» AIM OF THE TASK
List every city or town that the text below on the Xinxiang–Yanzhou railway names as major along the route.

» GIVEN TEXT
** Begin **

Overview
- Native name: 新兖铁路
- Locale: Henan, Shandong
- Termini: Xinxiang; Yanzhou;
- Stations: 31

Service
- Operator(s): China Railway

History
- Opened: 1912–1985

Technical
- Line length: 305 km (190 mi)
- Number of tracks: 1
- Track gauge: 1,435 mm (4 ft 8+1⁄2 in)
- Electrification: 25 kV/50 Hz AC overhead catenary

= Xinxiang–Yanzhou railway =

Railroad in northern China

The Xinxiang–Yanzhou railway or Xinyan railway (新兖铁路 (新兖鐵路, xīnyǎn tiělù)), is a railroad in northern China between Xinxiang in Henan Province and Yanzhou in Shandong Province. The line, 305 km in length and built in sections from 1911–1912, 1979–1980 and 1983–1985, serves as a major conduit for the shipment of coal from Shanxi Province. Major cities and towns along route include Xinxiang, Heze, Jining and Yanzhou.

** End **

» RECORD LIST
** Begin **

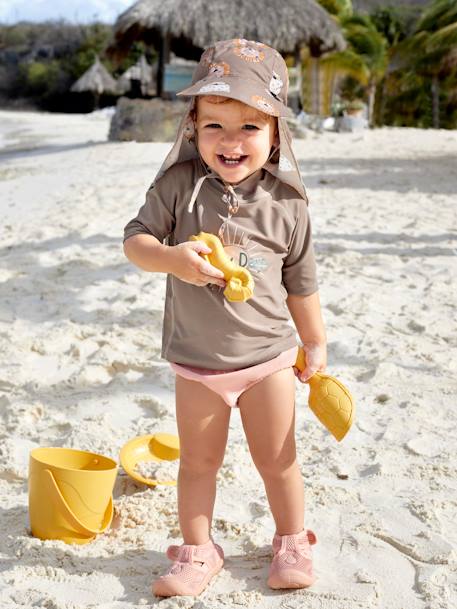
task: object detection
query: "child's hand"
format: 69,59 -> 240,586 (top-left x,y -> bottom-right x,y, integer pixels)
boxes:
294,343 -> 327,383
170,241 -> 225,288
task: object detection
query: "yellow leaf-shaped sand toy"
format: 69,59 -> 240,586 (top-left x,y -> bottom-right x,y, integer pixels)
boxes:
189,232 -> 254,302
295,347 -> 355,442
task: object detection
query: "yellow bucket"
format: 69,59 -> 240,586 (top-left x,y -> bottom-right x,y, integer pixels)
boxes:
29,448 -> 117,544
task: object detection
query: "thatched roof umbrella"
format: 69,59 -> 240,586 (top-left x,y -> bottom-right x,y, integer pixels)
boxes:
114,0 -> 346,95
71,57 -> 117,96
117,55 -> 157,95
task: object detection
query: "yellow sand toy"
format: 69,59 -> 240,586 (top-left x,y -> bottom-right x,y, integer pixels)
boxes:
29,448 -> 117,544
295,347 -> 355,442
189,232 -> 254,302
119,433 -> 179,486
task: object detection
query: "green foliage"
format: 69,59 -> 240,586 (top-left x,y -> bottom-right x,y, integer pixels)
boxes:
0,21 -> 155,112
370,6 -> 411,47
318,0 -> 353,19
384,0 -> 457,128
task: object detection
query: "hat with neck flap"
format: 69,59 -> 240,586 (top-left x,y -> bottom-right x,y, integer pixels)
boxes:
154,38 -> 308,211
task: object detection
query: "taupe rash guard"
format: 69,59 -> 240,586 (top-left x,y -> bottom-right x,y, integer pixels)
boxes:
124,159 -> 318,370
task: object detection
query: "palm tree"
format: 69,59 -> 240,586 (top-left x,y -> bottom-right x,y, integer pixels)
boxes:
322,14 -> 388,125
398,0 -> 457,128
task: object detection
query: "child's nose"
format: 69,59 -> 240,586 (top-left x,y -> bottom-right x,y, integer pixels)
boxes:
222,133 -> 241,146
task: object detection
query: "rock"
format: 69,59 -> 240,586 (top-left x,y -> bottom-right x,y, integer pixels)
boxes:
109,97 -> 187,142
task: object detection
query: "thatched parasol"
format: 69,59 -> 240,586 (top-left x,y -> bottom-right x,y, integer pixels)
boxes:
71,57 -> 117,96
117,55 -> 157,95
114,0 -> 345,60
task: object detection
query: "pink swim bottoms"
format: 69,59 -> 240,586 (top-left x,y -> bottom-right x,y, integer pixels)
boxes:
170,347 -> 298,408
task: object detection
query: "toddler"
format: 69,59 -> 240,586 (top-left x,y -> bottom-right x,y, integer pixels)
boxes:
124,39 -> 326,596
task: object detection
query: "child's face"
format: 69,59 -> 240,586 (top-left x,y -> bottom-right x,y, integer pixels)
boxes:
196,96 -> 277,184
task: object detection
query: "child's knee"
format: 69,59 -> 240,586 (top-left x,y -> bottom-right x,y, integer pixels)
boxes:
254,451 -> 297,478
179,452 -> 223,476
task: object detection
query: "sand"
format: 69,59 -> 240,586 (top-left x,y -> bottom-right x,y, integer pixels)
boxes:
0,112 -> 457,609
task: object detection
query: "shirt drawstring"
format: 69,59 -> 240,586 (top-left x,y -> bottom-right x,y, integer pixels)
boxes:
187,172 -> 240,216
187,173 -> 219,214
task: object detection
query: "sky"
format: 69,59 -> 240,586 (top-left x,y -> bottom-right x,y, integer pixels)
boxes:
0,0 -> 135,24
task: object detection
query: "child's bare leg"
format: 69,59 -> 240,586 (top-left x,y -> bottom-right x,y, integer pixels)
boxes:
176,376 -> 231,545
238,368 -> 304,535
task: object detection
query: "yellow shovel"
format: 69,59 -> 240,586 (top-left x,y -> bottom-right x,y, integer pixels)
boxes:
119,433 -> 179,486
295,347 -> 355,442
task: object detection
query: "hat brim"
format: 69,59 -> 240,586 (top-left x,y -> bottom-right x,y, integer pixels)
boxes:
177,75 -> 294,118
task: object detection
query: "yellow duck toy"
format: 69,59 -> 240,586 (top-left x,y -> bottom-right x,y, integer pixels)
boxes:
295,347 -> 355,442
189,232 -> 254,302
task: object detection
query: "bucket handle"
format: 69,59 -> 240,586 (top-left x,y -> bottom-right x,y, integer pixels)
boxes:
43,469 -> 114,535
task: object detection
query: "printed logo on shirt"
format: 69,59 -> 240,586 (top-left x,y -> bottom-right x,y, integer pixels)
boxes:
219,220 -> 269,275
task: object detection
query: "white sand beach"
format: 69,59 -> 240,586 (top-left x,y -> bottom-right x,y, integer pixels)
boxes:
0,111 -> 457,609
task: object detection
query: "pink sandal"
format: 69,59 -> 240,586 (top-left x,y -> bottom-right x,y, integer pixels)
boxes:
268,530 -> 317,590
152,539 -> 224,596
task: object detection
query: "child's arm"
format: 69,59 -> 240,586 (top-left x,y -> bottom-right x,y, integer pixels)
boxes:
286,292 -> 327,382
124,233 -> 225,287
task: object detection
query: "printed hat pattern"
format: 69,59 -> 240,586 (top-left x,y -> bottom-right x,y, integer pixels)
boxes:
178,38 -> 291,116
153,38 -> 308,204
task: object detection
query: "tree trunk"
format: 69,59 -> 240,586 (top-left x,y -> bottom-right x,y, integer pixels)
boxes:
432,74 -> 440,129
378,77 -> 387,126
368,80 -> 376,127
157,32 -> 170,97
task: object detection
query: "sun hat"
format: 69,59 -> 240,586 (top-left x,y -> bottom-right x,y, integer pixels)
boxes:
178,38 -> 291,116
151,38 -> 308,204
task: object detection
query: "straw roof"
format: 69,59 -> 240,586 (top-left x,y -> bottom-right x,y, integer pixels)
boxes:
71,57 -> 117,95
114,0 -> 345,60
117,55 -> 157,94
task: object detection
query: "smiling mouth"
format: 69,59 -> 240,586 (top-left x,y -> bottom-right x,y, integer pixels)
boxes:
217,154 -> 247,167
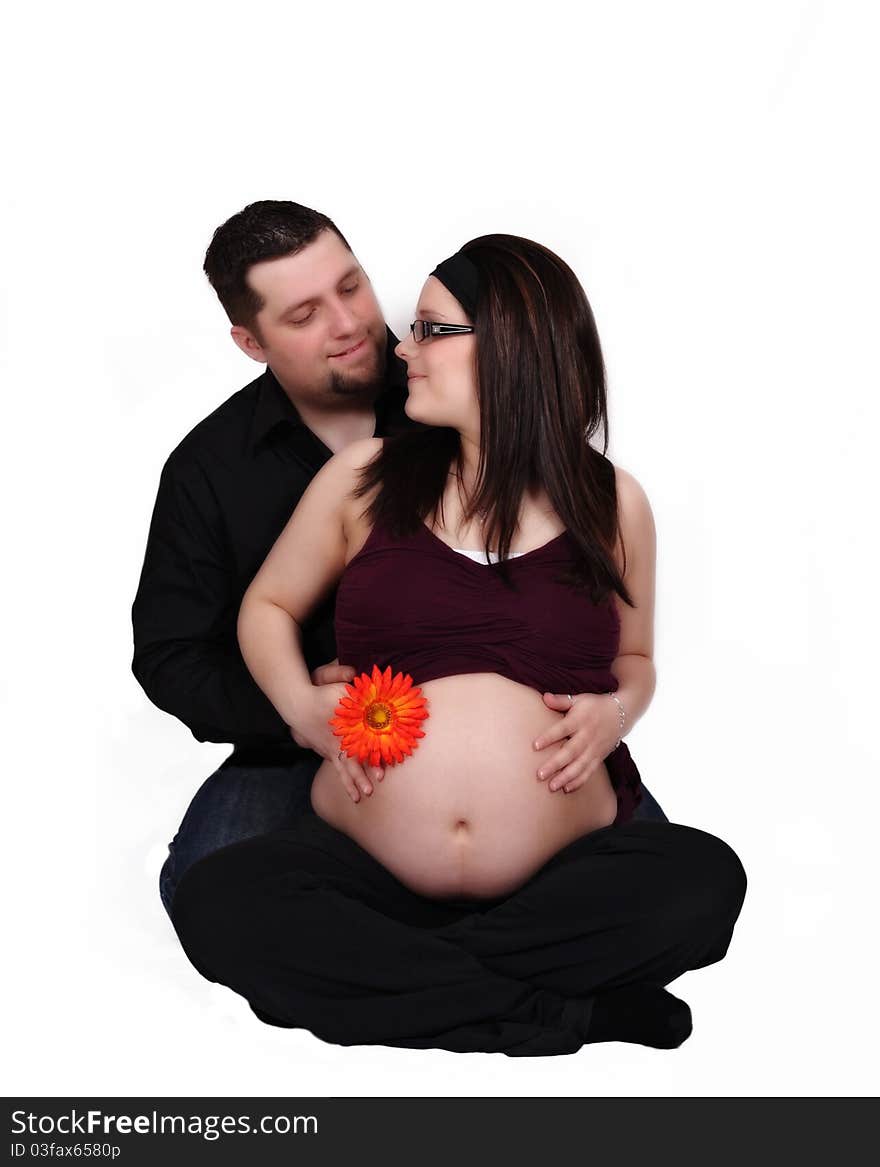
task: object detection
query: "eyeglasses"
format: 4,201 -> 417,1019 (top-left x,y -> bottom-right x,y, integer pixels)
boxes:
410,320 -> 474,344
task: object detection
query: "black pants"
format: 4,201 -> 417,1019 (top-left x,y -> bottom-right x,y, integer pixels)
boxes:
172,813 -> 746,1055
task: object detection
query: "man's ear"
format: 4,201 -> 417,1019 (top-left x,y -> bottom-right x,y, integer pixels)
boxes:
229,324 -> 268,364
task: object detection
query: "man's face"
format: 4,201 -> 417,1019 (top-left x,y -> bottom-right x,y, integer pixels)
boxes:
232,230 -> 386,408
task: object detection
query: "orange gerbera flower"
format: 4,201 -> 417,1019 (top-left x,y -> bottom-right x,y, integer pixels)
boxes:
329,665 -> 428,766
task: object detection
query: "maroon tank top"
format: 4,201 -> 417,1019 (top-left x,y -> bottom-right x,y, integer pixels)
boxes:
336,524 -> 642,823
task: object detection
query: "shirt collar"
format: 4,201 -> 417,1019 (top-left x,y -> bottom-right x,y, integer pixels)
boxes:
247,328 -> 406,453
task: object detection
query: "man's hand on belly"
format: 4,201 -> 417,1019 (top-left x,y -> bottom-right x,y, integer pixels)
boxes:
533,693 -> 620,794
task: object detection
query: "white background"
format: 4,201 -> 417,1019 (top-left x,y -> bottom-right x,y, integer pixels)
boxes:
0,0 -> 880,1096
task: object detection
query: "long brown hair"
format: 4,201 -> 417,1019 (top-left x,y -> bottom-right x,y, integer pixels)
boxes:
355,235 -> 633,607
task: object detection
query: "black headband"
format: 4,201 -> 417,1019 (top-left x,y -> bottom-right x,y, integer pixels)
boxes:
431,251 -> 480,320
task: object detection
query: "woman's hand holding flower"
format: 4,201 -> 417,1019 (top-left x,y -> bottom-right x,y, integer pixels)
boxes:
291,681 -> 385,802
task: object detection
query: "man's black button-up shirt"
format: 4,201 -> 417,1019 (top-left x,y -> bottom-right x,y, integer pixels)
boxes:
132,333 -> 411,761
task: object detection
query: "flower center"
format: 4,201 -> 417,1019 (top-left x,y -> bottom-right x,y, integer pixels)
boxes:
364,701 -> 393,729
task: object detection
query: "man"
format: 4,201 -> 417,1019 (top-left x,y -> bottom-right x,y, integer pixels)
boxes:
133,201 -> 663,910
132,201 -> 410,908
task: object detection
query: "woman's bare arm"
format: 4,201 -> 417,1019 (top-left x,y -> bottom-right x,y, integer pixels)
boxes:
238,439 -> 382,801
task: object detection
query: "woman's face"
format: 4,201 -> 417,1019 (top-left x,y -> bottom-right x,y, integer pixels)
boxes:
394,275 -> 480,441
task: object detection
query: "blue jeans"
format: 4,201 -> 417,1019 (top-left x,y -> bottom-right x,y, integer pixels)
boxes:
159,754 -> 666,914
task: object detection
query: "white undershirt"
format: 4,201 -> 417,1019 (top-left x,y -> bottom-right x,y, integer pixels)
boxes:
452,547 -> 525,567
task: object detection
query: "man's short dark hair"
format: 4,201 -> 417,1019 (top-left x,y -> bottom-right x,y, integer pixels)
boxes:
204,198 -> 351,330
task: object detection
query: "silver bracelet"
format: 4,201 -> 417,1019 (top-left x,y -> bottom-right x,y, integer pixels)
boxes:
608,693 -> 627,749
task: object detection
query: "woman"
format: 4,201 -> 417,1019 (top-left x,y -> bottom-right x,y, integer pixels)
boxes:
174,236 -> 745,1054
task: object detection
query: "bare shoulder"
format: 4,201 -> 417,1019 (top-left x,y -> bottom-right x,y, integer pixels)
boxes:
614,466 -> 657,658
614,466 -> 657,575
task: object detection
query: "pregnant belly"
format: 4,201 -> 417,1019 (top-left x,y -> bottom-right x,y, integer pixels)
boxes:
312,673 -> 617,899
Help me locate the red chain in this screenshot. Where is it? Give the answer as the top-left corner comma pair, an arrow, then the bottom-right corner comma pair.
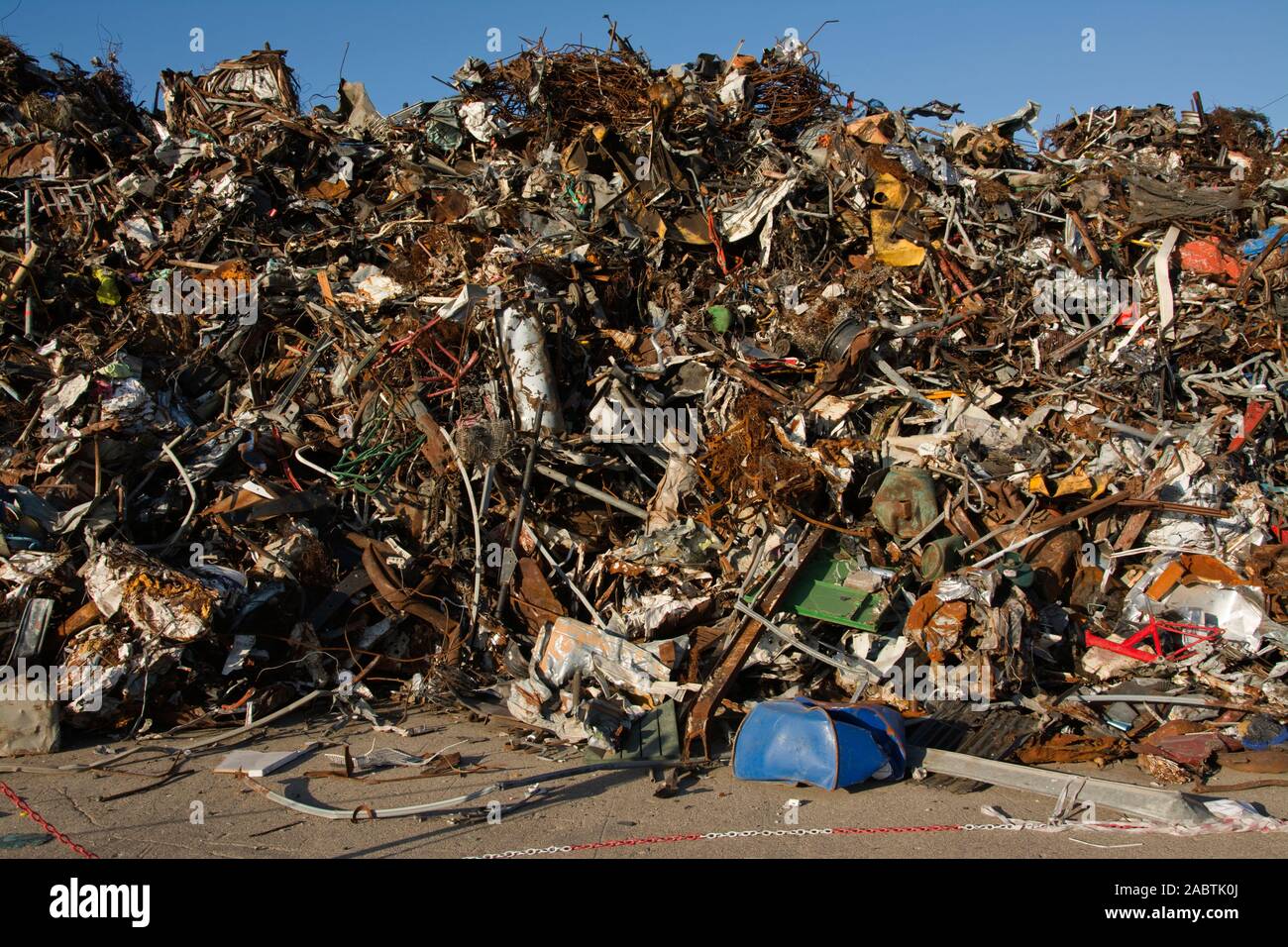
0,780 -> 98,858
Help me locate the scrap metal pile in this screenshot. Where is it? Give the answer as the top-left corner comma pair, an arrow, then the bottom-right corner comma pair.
0,27 -> 1288,781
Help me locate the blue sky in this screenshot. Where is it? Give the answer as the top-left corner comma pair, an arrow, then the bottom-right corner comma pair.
0,0 -> 1288,137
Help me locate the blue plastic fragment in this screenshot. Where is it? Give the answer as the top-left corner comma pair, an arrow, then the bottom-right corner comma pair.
733,697 -> 907,789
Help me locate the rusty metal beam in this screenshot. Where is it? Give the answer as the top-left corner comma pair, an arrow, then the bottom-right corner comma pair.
684,526 -> 823,759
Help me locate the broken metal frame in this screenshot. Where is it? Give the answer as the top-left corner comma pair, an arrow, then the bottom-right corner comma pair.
909,746 -> 1219,824
684,526 -> 823,759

** End **

» RESULT
Xinxiang, Heze, Jining, Yanzhou